▸ **WRITTEN EXERCISE**
Gather every line in the records below that contains the word "stucco" and copy each one in full.

A run of records:

- - -

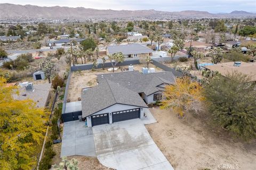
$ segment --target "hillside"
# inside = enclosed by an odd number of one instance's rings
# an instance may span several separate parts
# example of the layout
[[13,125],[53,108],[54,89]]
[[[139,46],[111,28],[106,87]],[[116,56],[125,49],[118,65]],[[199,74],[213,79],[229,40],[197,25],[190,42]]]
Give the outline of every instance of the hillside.
[[21,5],[0,4],[0,19],[45,18],[45,19],[169,19],[182,18],[218,18],[222,16],[253,16],[256,14],[245,11],[234,11],[229,14],[214,14],[205,11],[183,11],[163,12],[150,10],[95,10],[84,7],[60,6],[41,7],[31,5]]

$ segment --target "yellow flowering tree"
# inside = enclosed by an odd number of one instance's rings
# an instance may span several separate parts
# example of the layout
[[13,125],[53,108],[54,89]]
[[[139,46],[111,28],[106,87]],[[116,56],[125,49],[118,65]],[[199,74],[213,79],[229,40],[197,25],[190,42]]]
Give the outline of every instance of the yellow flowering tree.
[[0,167],[31,169],[42,148],[46,113],[31,100],[15,100],[15,88],[6,82],[0,77]]
[[202,87],[196,82],[186,76],[177,78],[174,86],[166,86],[164,92],[166,98],[162,102],[161,108],[171,109],[178,113],[180,118],[185,117],[186,110],[197,113],[202,108],[201,101],[204,99]]

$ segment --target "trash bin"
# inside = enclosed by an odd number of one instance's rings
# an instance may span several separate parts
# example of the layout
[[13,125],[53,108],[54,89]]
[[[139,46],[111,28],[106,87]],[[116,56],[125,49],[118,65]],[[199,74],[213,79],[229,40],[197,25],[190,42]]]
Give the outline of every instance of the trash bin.
[[82,122],[82,115],[78,116],[79,122]]

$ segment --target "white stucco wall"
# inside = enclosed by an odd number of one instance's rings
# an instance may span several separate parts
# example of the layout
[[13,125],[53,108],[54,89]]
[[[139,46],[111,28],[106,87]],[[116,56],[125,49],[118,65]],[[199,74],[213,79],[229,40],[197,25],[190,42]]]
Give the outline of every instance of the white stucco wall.
[[[117,112],[119,110],[127,110],[127,109],[131,109],[136,108],[138,108],[140,107],[138,106],[133,106],[130,105],[122,105],[122,104],[115,104],[110,107],[105,108],[101,111],[99,111],[97,113],[94,113],[92,115],[99,115],[103,113],[108,113],[109,118],[109,124],[112,123],[112,114],[111,114],[111,112]],[[145,108],[140,108],[140,117],[143,117],[144,116],[144,111],[145,110]],[[91,122],[91,116],[86,117],[86,121],[87,121],[87,125],[88,127],[92,126],[92,122]]]

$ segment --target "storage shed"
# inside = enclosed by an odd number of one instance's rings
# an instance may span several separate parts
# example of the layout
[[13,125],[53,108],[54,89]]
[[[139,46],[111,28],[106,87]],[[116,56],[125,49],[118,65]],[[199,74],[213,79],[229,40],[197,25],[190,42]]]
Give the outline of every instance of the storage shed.
[[34,80],[44,80],[45,78],[44,72],[42,71],[37,71],[33,73]]

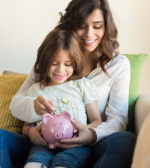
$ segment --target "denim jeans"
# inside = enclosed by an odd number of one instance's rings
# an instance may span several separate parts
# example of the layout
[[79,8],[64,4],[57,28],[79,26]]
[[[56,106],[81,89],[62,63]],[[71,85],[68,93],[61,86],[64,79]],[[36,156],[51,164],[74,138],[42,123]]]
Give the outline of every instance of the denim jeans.
[[113,133],[92,147],[93,168],[130,168],[136,137],[130,132]]
[[80,147],[63,150],[49,149],[45,146],[31,145],[28,162],[44,163],[47,167],[63,166],[67,168],[88,167],[91,159],[91,148]]
[[22,168],[29,148],[28,137],[0,129],[0,168]]

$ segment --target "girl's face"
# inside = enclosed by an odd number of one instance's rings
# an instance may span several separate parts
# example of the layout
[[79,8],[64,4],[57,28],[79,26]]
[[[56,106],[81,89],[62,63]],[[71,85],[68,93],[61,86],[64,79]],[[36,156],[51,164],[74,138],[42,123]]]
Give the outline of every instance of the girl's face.
[[99,9],[94,10],[87,21],[77,30],[81,45],[87,52],[92,52],[97,48],[103,39],[104,33],[104,17]]
[[51,79],[50,85],[58,85],[67,81],[73,74],[73,62],[66,50],[59,50],[51,63],[48,76]]

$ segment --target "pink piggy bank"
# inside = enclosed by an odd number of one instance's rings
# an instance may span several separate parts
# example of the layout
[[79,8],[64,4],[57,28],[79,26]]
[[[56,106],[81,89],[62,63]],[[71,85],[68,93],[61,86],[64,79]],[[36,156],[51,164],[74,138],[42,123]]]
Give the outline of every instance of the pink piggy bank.
[[48,142],[49,148],[56,148],[55,143],[61,139],[69,139],[73,136],[71,116],[67,111],[61,114],[44,114],[42,116],[42,134]]

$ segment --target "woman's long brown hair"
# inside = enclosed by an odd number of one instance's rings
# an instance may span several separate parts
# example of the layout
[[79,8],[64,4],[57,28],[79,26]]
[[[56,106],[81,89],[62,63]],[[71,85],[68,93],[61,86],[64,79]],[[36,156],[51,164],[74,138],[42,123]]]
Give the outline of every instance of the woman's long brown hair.
[[66,8],[65,14],[60,13],[59,24],[77,31],[95,9],[100,9],[103,13],[105,34],[101,44],[92,54],[93,56],[99,54],[98,60],[97,57],[95,58],[95,63],[99,62],[102,70],[107,74],[105,65],[118,54],[119,47],[117,27],[107,0],[72,0]]

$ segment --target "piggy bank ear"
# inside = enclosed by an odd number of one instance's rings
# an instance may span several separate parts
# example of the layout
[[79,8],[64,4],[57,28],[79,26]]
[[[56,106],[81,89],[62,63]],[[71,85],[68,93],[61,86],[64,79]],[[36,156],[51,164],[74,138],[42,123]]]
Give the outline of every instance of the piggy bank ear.
[[43,124],[45,125],[47,123],[47,121],[51,120],[52,118],[53,118],[53,115],[51,115],[51,114],[48,114],[48,113],[43,114],[42,115],[42,122],[43,122]]
[[61,116],[67,118],[68,120],[71,119],[71,115],[70,115],[70,113],[67,112],[67,111],[63,111],[63,112],[61,113]]

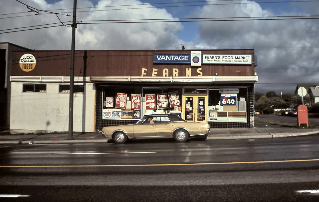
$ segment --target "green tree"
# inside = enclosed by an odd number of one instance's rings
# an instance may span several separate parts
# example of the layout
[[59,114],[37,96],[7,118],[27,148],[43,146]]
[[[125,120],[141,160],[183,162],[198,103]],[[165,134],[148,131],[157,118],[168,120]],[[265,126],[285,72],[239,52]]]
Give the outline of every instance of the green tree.
[[269,99],[274,108],[285,108],[289,107],[289,103],[285,102],[282,98],[273,97]]
[[261,93],[255,93],[255,101],[258,101],[260,97],[263,95],[263,94]]
[[266,93],[266,96],[268,98],[278,96],[278,95],[276,94],[276,92],[273,91],[267,92]]
[[258,111],[261,112],[263,114],[269,113],[271,107],[271,101],[266,95],[262,96],[255,103],[255,108]]

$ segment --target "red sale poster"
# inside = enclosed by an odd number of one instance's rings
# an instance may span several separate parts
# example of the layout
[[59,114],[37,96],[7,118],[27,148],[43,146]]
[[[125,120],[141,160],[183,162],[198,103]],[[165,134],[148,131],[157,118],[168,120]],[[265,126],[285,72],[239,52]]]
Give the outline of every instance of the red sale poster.
[[131,109],[141,108],[141,95],[131,95]]
[[155,94],[145,95],[145,101],[146,110],[154,110],[156,109]]
[[157,105],[158,108],[159,109],[168,108],[167,94],[166,93],[157,94]]
[[179,107],[181,106],[178,92],[175,91],[168,93],[168,99],[169,100],[169,106],[170,107]]
[[126,95],[124,93],[116,94],[116,99],[115,102],[115,107],[119,109],[126,108]]

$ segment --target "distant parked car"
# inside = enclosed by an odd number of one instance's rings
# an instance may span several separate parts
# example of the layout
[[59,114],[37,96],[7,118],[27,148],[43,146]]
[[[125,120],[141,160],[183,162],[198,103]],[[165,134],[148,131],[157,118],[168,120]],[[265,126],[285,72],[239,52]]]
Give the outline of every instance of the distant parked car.
[[281,112],[282,116],[296,116],[297,110],[295,108],[285,110]]
[[297,116],[297,110],[296,109],[290,109],[288,112],[288,116]]
[[287,116],[289,113],[289,110],[285,110],[281,112],[282,116]]

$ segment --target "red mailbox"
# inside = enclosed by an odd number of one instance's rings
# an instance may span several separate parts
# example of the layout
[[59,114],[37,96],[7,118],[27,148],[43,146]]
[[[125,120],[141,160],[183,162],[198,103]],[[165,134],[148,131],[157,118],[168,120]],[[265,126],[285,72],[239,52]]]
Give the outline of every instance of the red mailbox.
[[308,109],[305,105],[299,105],[298,108],[298,125],[305,123],[307,127],[309,127],[308,124]]

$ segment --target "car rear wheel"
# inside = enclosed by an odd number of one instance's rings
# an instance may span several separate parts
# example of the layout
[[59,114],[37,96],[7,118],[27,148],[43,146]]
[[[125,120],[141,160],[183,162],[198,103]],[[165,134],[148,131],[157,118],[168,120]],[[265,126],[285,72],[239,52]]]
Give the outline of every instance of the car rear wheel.
[[122,144],[126,141],[127,136],[123,132],[118,132],[115,133],[113,137],[113,139],[115,143],[118,144]]
[[174,138],[177,142],[184,142],[188,139],[188,132],[183,129],[179,129],[174,133]]

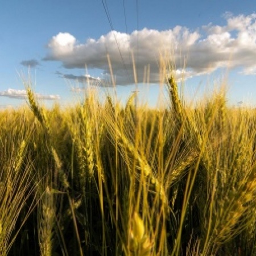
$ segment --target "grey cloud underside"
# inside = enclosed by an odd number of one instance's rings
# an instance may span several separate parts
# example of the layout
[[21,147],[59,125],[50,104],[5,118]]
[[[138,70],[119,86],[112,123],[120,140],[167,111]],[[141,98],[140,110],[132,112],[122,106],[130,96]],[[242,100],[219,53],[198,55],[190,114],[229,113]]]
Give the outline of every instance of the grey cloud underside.
[[[59,95],[43,95],[40,93],[35,93],[35,96],[39,100],[55,100],[60,99]],[[16,90],[14,89],[8,89],[6,90],[0,92],[0,97],[17,100],[26,100],[27,98],[26,90]]]
[[35,68],[38,65],[40,65],[39,63],[35,59],[31,60],[23,60],[20,62],[20,64],[24,67],[28,67],[30,68]]
[[[166,64],[166,60],[169,64],[175,63],[176,75],[185,79],[226,67],[241,67],[244,74],[254,75],[255,19],[254,14],[229,15],[226,26],[208,24],[195,31],[180,26],[163,31],[144,28],[131,34],[112,31],[80,44],[68,33],[59,33],[49,42],[44,60],[61,61],[68,69],[84,69],[86,65],[109,74],[108,54],[116,83],[121,85],[134,81],[131,52],[139,82],[144,80],[145,67],[148,65],[150,82],[158,82],[163,59]],[[185,69],[181,72],[184,63]],[[72,79],[72,75],[68,76]]]

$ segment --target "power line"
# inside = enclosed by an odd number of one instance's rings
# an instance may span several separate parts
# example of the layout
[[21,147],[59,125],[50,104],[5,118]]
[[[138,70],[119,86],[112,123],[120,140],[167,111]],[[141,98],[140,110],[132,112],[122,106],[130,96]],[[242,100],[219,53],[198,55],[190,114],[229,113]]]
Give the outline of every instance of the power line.
[[[104,8],[105,13],[106,15],[106,16],[108,18],[108,20],[109,21],[109,25],[110,26],[111,30],[113,31],[114,30],[114,26],[113,25],[112,20],[111,19],[110,13],[109,13],[109,9],[108,9],[108,3],[106,2],[106,0],[105,0],[105,1],[101,0],[101,3],[102,3],[103,7]],[[126,23],[126,26],[127,26],[127,23]],[[126,67],[126,65],[125,64],[125,60],[123,59],[123,55],[122,54],[122,52],[121,52],[121,49],[120,49],[120,46],[119,46],[119,44],[118,43],[118,42],[117,41],[117,37],[115,36],[115,33],[114,33],[114,39],[115,39],[115,43],[117,44],[117,48],[118,49],[119,54],[119,55],[120,55],[120,56],[121,57],[122,62],[123,63],[123,67],[125,67],[125,70],[126,71],[127,75],[128,76],[129,80],[131,82],[131,78],[130,78],[130,74],[129,74],[129,72],[128,69],[127,68],[127,67]]]

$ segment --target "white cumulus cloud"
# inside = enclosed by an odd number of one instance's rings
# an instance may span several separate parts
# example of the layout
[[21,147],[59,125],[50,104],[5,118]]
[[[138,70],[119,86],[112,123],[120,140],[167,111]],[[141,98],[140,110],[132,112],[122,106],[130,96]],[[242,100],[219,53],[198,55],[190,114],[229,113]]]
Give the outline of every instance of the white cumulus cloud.
[[[233,16],[229,13],[225,18],[224,26],[209,24],[192,31],[177,26],[165,31],[144,28],[131,34],[113,31],[84,43],[69,33],[59,33],[49,41],[44,60],[60,61],[66,68],[84,69],[86,64],[88,68],[101,69],[109,78],[108,54],[116,83],[121,85],[134,81],[131,53],[139,82],[144,80],[145,67],[148,67],[150,82],[159,82],[159,66],[164,58],[175,63],[176,74],[184,78],[237,67],[243,69],[243,74],[255,75],[256,14]],[[184,63],[185,69],[181,72]]]
[[[35,96],[39,100],[55,100],[60,98],[59,95],[43,95],[40,93],[35,93]],[[0,92],[0,96],[16,99],[26,99],[27,98],[26,90],[16,90],[15,89],[8,89],[6,90]]]

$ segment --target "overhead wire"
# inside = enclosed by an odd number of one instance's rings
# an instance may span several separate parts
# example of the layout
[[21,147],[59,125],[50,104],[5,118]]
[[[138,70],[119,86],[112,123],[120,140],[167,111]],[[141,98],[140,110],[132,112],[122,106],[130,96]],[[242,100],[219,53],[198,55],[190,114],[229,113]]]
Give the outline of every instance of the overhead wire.
[[[114,26],[113,25],[112,20],[111,19],[110,13],[109,12],[109,10],[108,7],[108,3],[107,3],[107,2],[106,2],[106,0],[101,0],[101,3],[102,3],[102,4],[103,5],[103,7],[104,8],[104,11],[105,11],[106,15],[106,16],[108,18],[108,20],[109,25],[110,26],[111,30],[112,31],[114,31]],[[126,22],[126,26],[127,26],[127,22]],[[126,71],[126,73],[127,73],[127,75],[128,76],[128,79],[129,79],[129,81],[130,82],[131,82],[131,78],[130,78],[130,73],[129,73],[129,71],[128,71],[128,69],[127,69],[127,68],[126,67],[126,64],[125,64],[125,60],[123,59],[123,55],[122,54],[122,52],[121,52],[121,48],[120,48],[120,45],[119,45],[119,43],[118,43],[118,42],[117,40],[117,36],[116,36],[115,33],[114,33],[114,39],[115,39],[115,43],[117,44],[117,48],[118,49],[119,54],[120,57],[121,58],[122,62],[123,63],[123,67],[125,68],[125,69]],[[108,52],[108,48],[106,48],[106,51],[107,51],[107,52]]]

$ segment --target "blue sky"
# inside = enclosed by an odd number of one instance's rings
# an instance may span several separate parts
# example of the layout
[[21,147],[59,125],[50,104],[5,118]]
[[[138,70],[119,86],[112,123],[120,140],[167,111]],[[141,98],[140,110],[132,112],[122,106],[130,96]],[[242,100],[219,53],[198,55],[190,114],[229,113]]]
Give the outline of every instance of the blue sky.
[[162,88],[163,59],[175,63],[190,99],[228,73],[229,102],[256,105],[253,1],[10,0],[1,6],[1,108],[24,104],[28,70],[46,105],[72,104],[88,81],[111,91],[107,54],[123,100],[135,88],[131,52],[141,97],[150,105]]

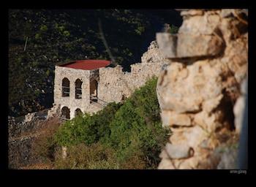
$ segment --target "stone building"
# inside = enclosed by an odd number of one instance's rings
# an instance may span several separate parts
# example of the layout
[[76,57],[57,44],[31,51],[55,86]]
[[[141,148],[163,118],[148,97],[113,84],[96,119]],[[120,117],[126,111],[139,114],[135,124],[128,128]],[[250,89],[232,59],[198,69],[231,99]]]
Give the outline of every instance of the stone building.
[[125,99],[148,79],[158,76],[165,61],[155,41],[141,58],[141,63],[131,66],[131,72],[122,67],[110,67],[103,60],[76,61],[56,66],[53,114],[70,119],[79,112],[92,113],[110,102]]

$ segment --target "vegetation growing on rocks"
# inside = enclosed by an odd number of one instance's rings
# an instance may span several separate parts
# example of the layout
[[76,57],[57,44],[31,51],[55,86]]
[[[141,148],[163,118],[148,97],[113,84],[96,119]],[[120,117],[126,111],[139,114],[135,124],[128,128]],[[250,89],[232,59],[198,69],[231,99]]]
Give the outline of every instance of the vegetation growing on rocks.
[[117,64],[127,70],[140,61],[156,31],[170,15],[176,18],[175,24],[181,23],[178,14],[172,11],[10,9],[10,115],[24,115],[51,107],[57,64],[109,59],[98,19]]
[[156,169],[168,133],[161,126],[157,81],[149,80],[122,104],[111,103],[61,126],[50,140],[56,147],[67,146],[68,156],[63,159],[56,149],[55,167]]

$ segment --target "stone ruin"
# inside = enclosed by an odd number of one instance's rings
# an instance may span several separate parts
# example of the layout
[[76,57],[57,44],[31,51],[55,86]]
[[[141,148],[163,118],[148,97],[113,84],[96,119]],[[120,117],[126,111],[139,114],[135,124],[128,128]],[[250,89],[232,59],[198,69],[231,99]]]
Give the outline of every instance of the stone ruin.
[[177,34],[157,34],[171,61],[157,88],[162,125],[172,131],[158,168],[237,169],[232,148],[247,94],[247,9],[180,11]]
[[[88,61],[75,61],[56,66],[53,107],[48,111],[48,118],[60,115],[71,119],[79,112],[93,113],[102,110],[110,102],[120,102],[129,97],[148,79],[158,76],[165,61],[153,41],[142,58],[141,63],[131,65],[131,72],[122,71],[122,67],[108,66],[108,62],[92,67],[82,67]],[[107,65],[106,65],[107,64]]]

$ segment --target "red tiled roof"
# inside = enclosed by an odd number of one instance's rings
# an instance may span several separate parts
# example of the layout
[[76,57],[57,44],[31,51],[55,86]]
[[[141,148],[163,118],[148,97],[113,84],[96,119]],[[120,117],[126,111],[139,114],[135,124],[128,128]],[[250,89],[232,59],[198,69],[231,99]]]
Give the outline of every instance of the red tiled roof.
[[101,67],[105,67],[110,64],[110,61],[105,60],[83,60],[69,62],[59,66],[69,67],[74,69],[84,69],[84,70],[92,70],[99,69]]

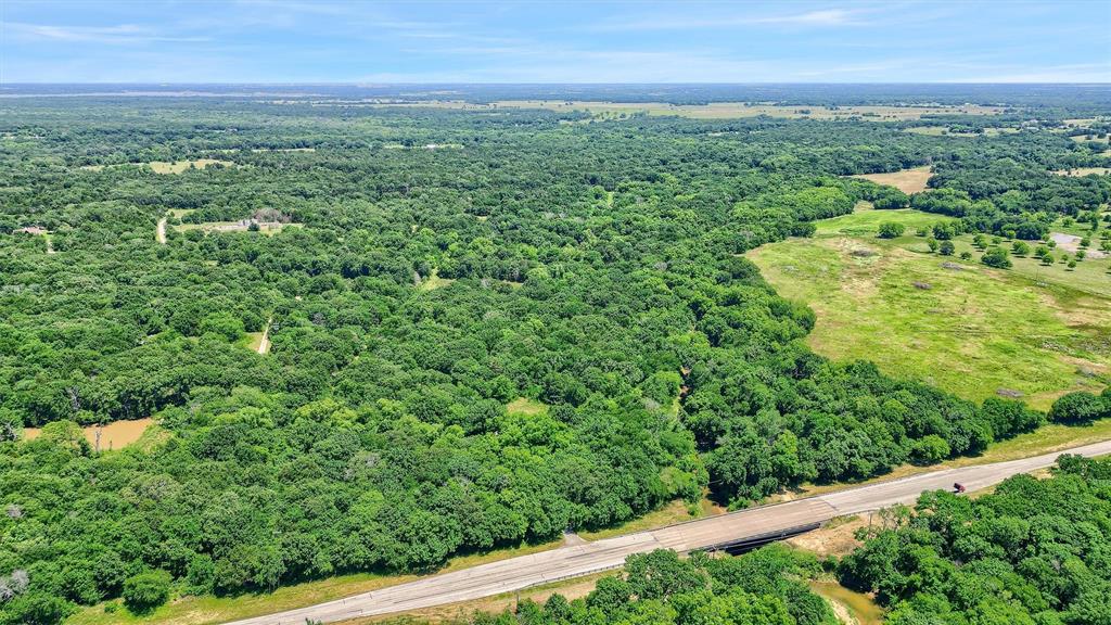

- - -

▸ **OUTPUT BELOW**
$ segment --target "white stucco wall"
Give the outline of every instance of the white stucco wall.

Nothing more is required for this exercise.